(Detection items)
----

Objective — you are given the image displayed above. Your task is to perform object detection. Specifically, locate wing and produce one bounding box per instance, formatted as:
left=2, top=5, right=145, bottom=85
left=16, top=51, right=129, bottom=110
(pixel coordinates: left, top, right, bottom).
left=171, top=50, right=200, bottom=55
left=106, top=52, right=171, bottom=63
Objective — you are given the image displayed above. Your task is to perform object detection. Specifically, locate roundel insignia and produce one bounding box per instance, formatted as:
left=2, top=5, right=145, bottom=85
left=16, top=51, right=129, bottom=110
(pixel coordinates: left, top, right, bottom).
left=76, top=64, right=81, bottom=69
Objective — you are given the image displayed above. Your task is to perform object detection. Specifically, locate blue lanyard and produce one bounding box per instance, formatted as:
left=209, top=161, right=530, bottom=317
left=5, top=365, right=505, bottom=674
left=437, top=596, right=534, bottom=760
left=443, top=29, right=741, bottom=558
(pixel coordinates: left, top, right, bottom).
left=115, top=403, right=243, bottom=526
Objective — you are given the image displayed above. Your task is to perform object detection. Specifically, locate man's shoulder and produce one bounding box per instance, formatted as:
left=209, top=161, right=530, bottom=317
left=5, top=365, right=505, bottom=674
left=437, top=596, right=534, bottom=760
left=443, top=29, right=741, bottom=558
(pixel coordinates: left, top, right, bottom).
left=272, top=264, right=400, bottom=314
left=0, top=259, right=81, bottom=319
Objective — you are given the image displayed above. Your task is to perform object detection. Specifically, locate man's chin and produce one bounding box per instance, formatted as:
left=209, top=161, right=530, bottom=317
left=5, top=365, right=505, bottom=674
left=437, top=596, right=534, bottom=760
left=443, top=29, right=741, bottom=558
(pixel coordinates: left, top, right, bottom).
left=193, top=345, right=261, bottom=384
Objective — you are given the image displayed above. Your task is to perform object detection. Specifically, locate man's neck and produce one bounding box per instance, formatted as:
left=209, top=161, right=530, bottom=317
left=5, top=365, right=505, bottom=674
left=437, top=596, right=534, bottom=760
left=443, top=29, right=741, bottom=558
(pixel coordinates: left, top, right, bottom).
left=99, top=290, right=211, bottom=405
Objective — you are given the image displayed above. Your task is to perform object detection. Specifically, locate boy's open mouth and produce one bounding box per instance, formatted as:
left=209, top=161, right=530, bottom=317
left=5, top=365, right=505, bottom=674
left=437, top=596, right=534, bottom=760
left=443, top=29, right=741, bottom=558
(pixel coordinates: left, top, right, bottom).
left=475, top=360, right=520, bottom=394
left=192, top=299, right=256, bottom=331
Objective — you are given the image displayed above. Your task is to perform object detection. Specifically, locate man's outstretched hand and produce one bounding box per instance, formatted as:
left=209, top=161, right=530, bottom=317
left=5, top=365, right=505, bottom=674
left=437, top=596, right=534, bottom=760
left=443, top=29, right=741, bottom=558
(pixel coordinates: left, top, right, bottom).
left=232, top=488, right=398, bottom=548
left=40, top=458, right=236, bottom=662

----

TASK STATEMENT:
Copy out every item above word for word, including the answers.

COMPLETE RESPONSE:
Objective — you are given the image displayed above. Your task is to perform object detection. Specifically, locate wing and produce one bounding box per instance, formatted as:
left=2, top=5, right=145, bottom=85
left=16, top=51, right=129, bottom=110
(pixel coordinates: left, top, right, bottom).
left=171, top=50, right=200, bottom=55
left=106, top=52, right=171, bottom=63
Objective — you are given the image displayed above. Your task is to perform object detection. Specifically, locate roundel insignia and produce one bounding box per instance, formatted as:
left=2, top=5, right=145, bottom=85
left=16, top=51, right=129, bottom=110
(pixel coordinates: left, top, right, bottom).
left=76, top=64, right=81, bottom=69
Objective — you are given the image displayed above. Your task is to perform object detection. Specifically, locate blue lanyard and produce one bounding box per instance, formatted as:
left=209, top=161, right=530, bottom=317
left=5, top=365, right=505, bottom=674
left=437, top=596, right=534, bottom=760
left=443, top=29, right=741, bottom=558
(pixel coordinates: left, top, right, bottom).
left=115, top=403, right=243, bottom=526
Objective — you are given the image displayed above. Your task is to perform object detection. Specifically, locate man's shoulder and produce one bounding box per instance, formatted as:
left=209, top=161, right=530, bottom=317
left=5, top=365, right=505, bottom=674
left=437, top=596, right=534, bottom=760
left=443, top=29, right=741, bottom=558
(pixel coordinates: left, top, right, bottom).
left=272, top=264, right=400, bottom=314
left=0, top=259, right=81, bottom=319
Objective — you are given the image displayed above. Your task is to perform object detection. Specifically, locate man's chin and produce one bounding box per instance, formatted as:
left=209, top=161, right=530, bottom=317
left=5, top=365, right=505, bottom=674
left=437, top=596, right=534, bottom=760
left=443, top=29, right=741, bottom=558
(pixel coordinates: left, top, right, bottom).
left=193, top=345, right=261, bottom=384
Objective — you are given the image displayed above. Your task is to perform object detection. Specifically, locate man's neck and produce one bounding box per instance, formatted as:
left=209, top=161, right=530, bottom=317
left=5, top=365, right=505, bottom=674
left=437, top=596, right=534, bottom=760
left=443, top=29, right=741, bottom=558
(pixel coordinates: left, top, right, bottom).
left=99, top=290, right=211, bottom=405
Objective — you are given the image displayed above. Your task is to perform object detection. Specifically, locate boy's open mouth and produce one bounding box per instance, formatted as:
left=209, top=161, right=530, bottom=317
left=5, top=365, right=505, bottom=674
left=437, top=596, right=534, bottom=760
left=443, top=29, right=741, bottom=558
(pixel coordinates: left, top, right, bottom).
left=475, top=360, right=520, bottom=394
left=192, top=299, right=256, bottom=331
Objective — you are given the image displayed above. Your task is to perform object detection. Specifically, locate man's outstretched hand and produce one bounding box per instance, formatted as:
left=209, top=161, right=530, bottom=317
left=5, top=365, right=505, bottom=674
left=437, top=596, right=534, bottom=760
left=443, top=29, right=741, bottom=558
(pixel coordinates: left, top, right, bottom).
left=232, top=488, right=398, bottom=548
left=40, top=458, right=236, bottom=662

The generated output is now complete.